» WRITTEN PROBLEM:
Answer these from the executive summary:
1. How many papers did the outgoing Executive Editor process during the 3-year term?
2. Who takes over the Executive Editor duties?
3. Where did the successor work before joining Shell, and for how many years?

» SOURCE DOCUMENT:

Executive Summary

Anil Ambastha, Chevron

With this issue, my 3-year term as an Executive Editor (EE) of SPE Res Eval & Eng (the Reservoir Engineering side of the journal) has come to an end. During these 3 years, I was involved in processing more than 800 papers through the editorial process. I read each one of these papers and their reviews to make as informed a decision on each manuscript as possible. It has been an incredible learning experience for me and I am grateful to the SPE for having provided me with this opportunity. I extend my personal thanks to all Associate Editors, Technical Editors, Authors, and SPE Staff for their excellent cooperation. Without such dedicated focus and assistance from all, I would not have succeeded in my job. Hopefully, our readers also agree that SPE Res Eval & Eng has continued to provide them with the best peer-reviewed articles of contemporary significance. This SPE mission to disseminate knowledge by means ofSPE Res Eval & Eng will, no doubt, continue in the future as I hand over the EE duties to my successor, Diederik van Batenburg. He is a reservoir engineer for Shell's enhanced-oil-recovery team in Rijswijk, The Netherlands. He joined Shell in 2006 after 13 years at Halliburton where he worked in research, operational, and management positions in the areas of well stimulation and water shutoff. van Batenburg holds MSc and PhD degrees in petroleum engineering from Delft University of Technology. Let’s all congratulate him on his selection as our next EE for SPE Res Eval & Eng (on the Reservoir Engineering side)!

» RECORD EXCERPTS:
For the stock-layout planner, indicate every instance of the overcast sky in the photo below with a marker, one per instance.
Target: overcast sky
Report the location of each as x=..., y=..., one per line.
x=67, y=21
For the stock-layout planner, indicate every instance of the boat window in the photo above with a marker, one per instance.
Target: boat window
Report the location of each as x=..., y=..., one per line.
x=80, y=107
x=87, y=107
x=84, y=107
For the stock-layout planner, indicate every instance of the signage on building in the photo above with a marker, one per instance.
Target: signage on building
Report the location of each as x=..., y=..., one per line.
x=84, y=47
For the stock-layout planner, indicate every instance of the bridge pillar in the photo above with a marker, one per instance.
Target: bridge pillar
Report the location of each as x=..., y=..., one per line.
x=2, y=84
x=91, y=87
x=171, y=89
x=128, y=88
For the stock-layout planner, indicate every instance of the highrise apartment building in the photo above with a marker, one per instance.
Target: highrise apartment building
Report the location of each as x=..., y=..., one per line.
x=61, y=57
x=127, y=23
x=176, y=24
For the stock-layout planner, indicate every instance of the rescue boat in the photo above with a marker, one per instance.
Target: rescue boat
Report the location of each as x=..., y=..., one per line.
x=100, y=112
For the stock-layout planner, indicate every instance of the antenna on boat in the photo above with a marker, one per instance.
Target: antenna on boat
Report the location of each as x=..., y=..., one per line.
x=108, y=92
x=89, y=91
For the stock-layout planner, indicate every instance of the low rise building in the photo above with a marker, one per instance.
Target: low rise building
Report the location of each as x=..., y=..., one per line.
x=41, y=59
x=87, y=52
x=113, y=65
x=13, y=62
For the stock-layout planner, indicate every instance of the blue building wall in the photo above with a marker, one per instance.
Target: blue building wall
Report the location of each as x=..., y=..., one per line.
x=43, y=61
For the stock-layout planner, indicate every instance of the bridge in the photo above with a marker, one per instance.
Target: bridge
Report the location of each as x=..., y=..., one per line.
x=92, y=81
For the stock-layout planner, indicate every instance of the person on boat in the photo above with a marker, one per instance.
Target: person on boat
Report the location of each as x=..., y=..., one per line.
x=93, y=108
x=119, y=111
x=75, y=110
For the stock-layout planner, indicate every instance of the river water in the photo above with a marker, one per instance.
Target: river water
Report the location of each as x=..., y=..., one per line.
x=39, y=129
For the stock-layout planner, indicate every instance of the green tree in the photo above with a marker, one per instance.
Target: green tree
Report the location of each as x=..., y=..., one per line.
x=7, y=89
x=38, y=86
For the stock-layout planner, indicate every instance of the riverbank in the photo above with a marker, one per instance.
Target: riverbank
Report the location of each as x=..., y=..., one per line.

» COMPLETE OUTPUT:
1. More than 800 papers.
2. Diederik van Batenburg.
3. Halliburton, for 13 years.